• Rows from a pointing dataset
=======
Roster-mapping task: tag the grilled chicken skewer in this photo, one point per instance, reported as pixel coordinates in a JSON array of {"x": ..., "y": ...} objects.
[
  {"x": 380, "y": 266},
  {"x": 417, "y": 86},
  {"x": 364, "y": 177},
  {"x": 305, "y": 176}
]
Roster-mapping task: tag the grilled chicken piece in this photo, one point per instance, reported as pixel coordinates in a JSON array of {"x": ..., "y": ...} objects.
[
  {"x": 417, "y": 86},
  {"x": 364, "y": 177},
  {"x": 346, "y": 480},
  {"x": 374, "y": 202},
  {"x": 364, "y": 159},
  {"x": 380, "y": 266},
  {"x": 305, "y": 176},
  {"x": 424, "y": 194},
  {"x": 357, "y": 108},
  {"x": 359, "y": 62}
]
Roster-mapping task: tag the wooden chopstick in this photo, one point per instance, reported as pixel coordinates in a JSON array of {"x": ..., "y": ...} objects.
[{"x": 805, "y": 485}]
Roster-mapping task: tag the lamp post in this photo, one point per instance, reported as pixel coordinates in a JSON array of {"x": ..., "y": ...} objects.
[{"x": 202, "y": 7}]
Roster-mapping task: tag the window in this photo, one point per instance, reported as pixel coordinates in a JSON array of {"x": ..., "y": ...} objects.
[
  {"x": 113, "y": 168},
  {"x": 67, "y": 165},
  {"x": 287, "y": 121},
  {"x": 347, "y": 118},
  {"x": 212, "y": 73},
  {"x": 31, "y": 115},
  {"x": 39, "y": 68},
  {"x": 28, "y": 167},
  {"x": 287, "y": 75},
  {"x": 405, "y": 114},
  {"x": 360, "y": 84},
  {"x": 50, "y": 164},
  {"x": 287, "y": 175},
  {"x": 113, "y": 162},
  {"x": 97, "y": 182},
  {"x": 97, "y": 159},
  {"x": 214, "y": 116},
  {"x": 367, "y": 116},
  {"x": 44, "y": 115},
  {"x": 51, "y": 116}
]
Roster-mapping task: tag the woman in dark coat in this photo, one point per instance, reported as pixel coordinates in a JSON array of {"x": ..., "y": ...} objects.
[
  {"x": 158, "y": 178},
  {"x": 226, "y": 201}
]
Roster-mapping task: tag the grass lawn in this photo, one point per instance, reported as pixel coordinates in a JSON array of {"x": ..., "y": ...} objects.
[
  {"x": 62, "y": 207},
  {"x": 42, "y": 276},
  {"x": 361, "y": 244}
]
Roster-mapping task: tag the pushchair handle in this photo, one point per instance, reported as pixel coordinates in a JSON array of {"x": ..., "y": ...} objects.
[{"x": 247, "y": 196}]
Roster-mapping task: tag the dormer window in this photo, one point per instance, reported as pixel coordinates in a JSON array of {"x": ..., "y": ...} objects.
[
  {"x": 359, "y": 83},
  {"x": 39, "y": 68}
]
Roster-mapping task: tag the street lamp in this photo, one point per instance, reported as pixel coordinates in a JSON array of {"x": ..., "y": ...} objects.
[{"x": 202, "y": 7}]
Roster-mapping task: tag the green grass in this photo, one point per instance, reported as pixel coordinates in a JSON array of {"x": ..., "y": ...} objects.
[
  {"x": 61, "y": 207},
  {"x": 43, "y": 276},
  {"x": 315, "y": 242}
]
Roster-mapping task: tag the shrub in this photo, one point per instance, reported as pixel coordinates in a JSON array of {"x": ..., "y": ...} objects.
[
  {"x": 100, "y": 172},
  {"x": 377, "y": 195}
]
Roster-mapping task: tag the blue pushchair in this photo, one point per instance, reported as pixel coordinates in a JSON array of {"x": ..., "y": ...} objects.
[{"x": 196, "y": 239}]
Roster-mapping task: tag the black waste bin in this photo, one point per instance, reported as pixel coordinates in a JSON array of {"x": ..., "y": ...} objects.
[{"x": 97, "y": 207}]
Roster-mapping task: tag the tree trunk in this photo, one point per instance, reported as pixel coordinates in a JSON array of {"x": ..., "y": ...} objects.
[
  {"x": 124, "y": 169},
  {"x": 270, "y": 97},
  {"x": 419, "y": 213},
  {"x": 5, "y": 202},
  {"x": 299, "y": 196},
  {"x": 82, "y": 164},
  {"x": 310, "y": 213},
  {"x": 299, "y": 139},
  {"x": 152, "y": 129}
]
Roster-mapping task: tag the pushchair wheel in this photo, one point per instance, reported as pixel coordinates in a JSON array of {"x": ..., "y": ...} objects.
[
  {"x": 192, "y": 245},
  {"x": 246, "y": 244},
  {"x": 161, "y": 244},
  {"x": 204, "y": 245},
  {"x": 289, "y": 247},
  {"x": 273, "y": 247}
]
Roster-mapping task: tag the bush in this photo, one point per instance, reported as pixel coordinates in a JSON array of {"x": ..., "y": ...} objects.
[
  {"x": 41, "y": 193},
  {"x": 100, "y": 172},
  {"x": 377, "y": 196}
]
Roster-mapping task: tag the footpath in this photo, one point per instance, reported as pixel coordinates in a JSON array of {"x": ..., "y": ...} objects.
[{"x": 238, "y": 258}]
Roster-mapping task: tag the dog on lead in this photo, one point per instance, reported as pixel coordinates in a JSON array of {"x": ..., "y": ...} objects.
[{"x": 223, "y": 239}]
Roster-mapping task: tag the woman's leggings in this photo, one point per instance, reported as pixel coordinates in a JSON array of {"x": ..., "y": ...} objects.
=======
• EXERCISE PROMPT
Reproduce the material above, every line of it, exactly.

• THE COMPLETED TASK
Roster-mapping task: tag the grilled chicken skewer in this photo, one point per instance, reported as pixel coordinates in a JSON array of {"x": ..., "y": ...} objects.
[
  {"x": 380, "y": 266},
  {"x": 417, "y": 86},
  {"x": 364, "y": 177},
  {"x": 305, "y": 176}
]
Roster-mapping task: tag the grilled chicken piece in this photo, one point per instance, reported as pixel coordinates in a JSON array of {"x": ..., "y": ...} objects.
[
  {"x": 417, "y": 86},
  {"x": 364, "y": 177},
  {"x": 346, "y": 480},
  {"x": 374, "y": 202},
  {"x": 364, "y": 159},
  {"x": 380, "y": 266},
  {"x": 305, "y": 176},
  {"x": 424, "y": 194},
  {"x": 357, "y": 108},
  {"x": 359, "y": 62}
]
Roster-mapping task: tag the wooden chopstick in this photo, one point per instance, reported as pixel coordinates in a JSON array of {"x": ..., "y": ...} objects.
[{"x": 805, "y": 485}]
Roster-mapping task: tag the lamp post in this photo, one point per instance, reported as pixel coordinates in a JSON array of {"x": ..., "y": ...} objects.
[{"x": 202, "y": 7}]
Roster-mapping task: tag the window in this photo, one point per instance, reported as pixel coordinates in a JSON array of {"x": ..., "y": ...} objects.
[
  {"x": 113, "y": 168},
  {"x": 67, "y": 165},
  {"x": 287, "y": 121},
  {"x": 347, "y": 118},
  {"x": 212, "y": 73},
  {"x": 31, "y": 115},
  {"x": 39, "y": 68},
  {"x": 28, "y": 167},
  {"x": 287, "y": 75},
  {"x": 405, "y": 114},
  {"x": 360, "y": 84},
  {"x": 50, "y": 164},
  {"x": 287, "y": 175},
  {"x": 113, "y": 162},
  {"x": 97, "y": 182},
  {"x": 97, "y": 159},
  {"x": 214, "y": 116},
  {"x": 367, "y": 116},
  {"x": 44, "y": 115},
  {"x": 51, "y": 116}
]
Roster-mapping task: tag the woman in dark coat in this photo, one point per instance, reported as pixel coordinates in a JSON array of {"x": ..., "y": ...} objects.
[
  {"x": 158, "y": 178},
  {"x": 226, "y": 201}
]
Roster-mapping task: tag the grass lawn in this photo, one point per instance, reported as pixel coordinates in a JSON array of {"x": ..., "y": ...} objects.
[
  {"x": 62, "y": 207},
  {"x": 42, "y": 276},
  {"x": 361, "y": 244}
]
Roster-mapping task: tag the pushchair handle in this photo, one point per instance, reported as pixel coordinates in a JSON array of {"x": ..., "y": ...} objects.
[{"x": 247, "y": 196}]
Roster-mapping task: tag the dormer window in this photo, one point per instance, reported as pixel coordinates in a JSON array of {"x": ..., "y": ...} objects.
[
  {"x": 359, "y": 83},
  {"x": 39, "y": 68}
]
Roster-mapping task: tag the street lamp in this photo, one point per instance, reported as pixel coordinates in a JSON array of {"x": ..., "y": ...} objects.
[{"x": 202, "y": 7}]
Roster-mapping task: tag the green grass in this photo, one point per instance, reported as pixel coordinates in a JSON array of {"x": ..., "y": ...} objects.
[
  {"x": 61, "y": 207},
  {"x": 43, "y": 276},
  {"x": 315, "y": 242}
]
Roster-mapping task: tag the shrub in this photo, one point per instance, reported as pixel coordinates in a JSON array of {"x": ..., "y": ...} objects.
[
  {"x": 100, "y": 172},
  {"x": 377, "y": 195}
]
Roster-mapping task: tag the blue pushchair in this photo, one point per instance, reported as pixel coordinates in a JSON array of {"x": ..., "y": ...} objects.
[{"x": 196, "y": 239}]
Roster-mapping task: tag the black waste bin in this photo, one point per instance, reported as pixel coordinates in a JSON array of {"x": ..., "y": ...} objects.
[{"x": 97, "y": 207}]
Roster-mapping task: tag the tree trunk in this photo, one point per instance, reported as pixel coordinates in a JSON array of {"x": ..., "y": ...} objects.
[
  {"x": 124, "y": 169},
  {"x": 270, "y": 97},
  {"x": 419, "y": 213},
  {"x": 5, "y": 202},
  {"x": 299, "y": 196},
  {"x": 82, "y": 164},
  {"x": 310, "y": 213},
  {"x": 299, "y": 139},
  {"x": 152, "y": 129}
]
Roster-mapping task: tag the pushchair wheel in this photo, one point per instance, reported as pixel coordinates in a JSON array of {"x": ..., "y": ...} objects.
[
  {"x": 192, "y": 245},
  {"x": 246, "y": 244},
  {"x": 161, "y": 244},
  {"x": 204, "y": 245},
  {"x": 289, "y": 247},
  {"x": 273, "y": 247}
]
Roster-mapping task: tag the bush in this photo, one point per instance, reported as pixel coordinates in a JSON array of {"x": ..., "y": ...} objects.
[
  {"x": 41, "y": 193},
  {"x": 100, "y": 172},
  {"x": 377, "y": 196}
]
Roster-mapping task: tag the footpath in this photo, one point per instance, reported as pixel coordinates in a JSON array of {"x": ..., "y": ...} objects.
[{"x": 238, "y": 258}]
Roster-mapping task: tag the dog on lead in this photo, one point per instance, reported as pixel coordinates in a JSON array of {"x": ..., "y": ...} objects.
[{"x": 223, "y": 239}]
Roster-mapping task: tag the woman's leggings in this photo, one point per instance, reported as pixel coordinates in a JSON array of {"x": ..., "y": ...} objects.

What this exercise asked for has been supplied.